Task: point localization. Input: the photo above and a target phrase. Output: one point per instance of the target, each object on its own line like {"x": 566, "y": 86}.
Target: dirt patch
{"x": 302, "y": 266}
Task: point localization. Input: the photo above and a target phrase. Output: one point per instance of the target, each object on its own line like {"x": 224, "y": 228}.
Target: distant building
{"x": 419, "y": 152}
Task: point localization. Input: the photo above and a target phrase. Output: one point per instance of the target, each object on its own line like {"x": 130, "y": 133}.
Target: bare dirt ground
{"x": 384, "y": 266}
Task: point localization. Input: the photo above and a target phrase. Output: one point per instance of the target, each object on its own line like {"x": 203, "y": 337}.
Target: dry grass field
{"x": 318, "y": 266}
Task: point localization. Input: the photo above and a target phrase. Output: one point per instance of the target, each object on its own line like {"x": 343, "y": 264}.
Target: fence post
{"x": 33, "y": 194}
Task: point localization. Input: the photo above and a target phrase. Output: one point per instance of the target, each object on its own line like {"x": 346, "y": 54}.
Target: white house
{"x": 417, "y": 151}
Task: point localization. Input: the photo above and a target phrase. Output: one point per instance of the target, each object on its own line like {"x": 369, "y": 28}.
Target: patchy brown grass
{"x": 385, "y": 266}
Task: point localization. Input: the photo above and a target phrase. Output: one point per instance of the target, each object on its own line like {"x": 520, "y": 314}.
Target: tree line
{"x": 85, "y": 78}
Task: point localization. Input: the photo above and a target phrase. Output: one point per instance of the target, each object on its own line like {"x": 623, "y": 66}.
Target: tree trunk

▶ [Goal of the exercise]: Scan the material for lines with the word "phrase", and copy each line you find.

▶ [Response to this task]:
Task: point localization. Input: the photo above and a target phrase. Output: one point per instance of the target, each object on its own line like {"x": 566, "y": 86}.
Task: point localization. Input: the photo above and a target phrase. Output: one point per instance of the target, each object on its own line like {"x": 224, "y": 228}.
Task: point localization. Input: the photo above and a target phrase. Output: one point per instance of the target, each object on its own line like {"x": 130, "y": 133}.
Task: point localization. Input: the photo above and a target phrase. Output: one point per instance of the target, each object on its own line like {"x": 203, "y": 337}.
Task: point localization. Input: the photo above and a target phrase. Output: one point per instance of the target, each object on its own line like {"x": 343, "y": 264}.
Task: point localization. Input: the photo above and a target phrase. Output: one point per instance of the target, each object on its own line like {"x": 346, "y": 54}.
Task: point localization. Input: the photo above and a target phrase. Output: one point per instance of the target, each object on its own line like {"x": 369, "y": 28}.
Task: point localization. Input: the photo above and a target phrase. Output: one point per instance of the target, each object on its own line like {"x": 520, "y": 314}.
Task: point localization. Input: the photo above and a target phrase. Output: one point per instance of the target, each object on its own line like {"x": 623, "y": 66}.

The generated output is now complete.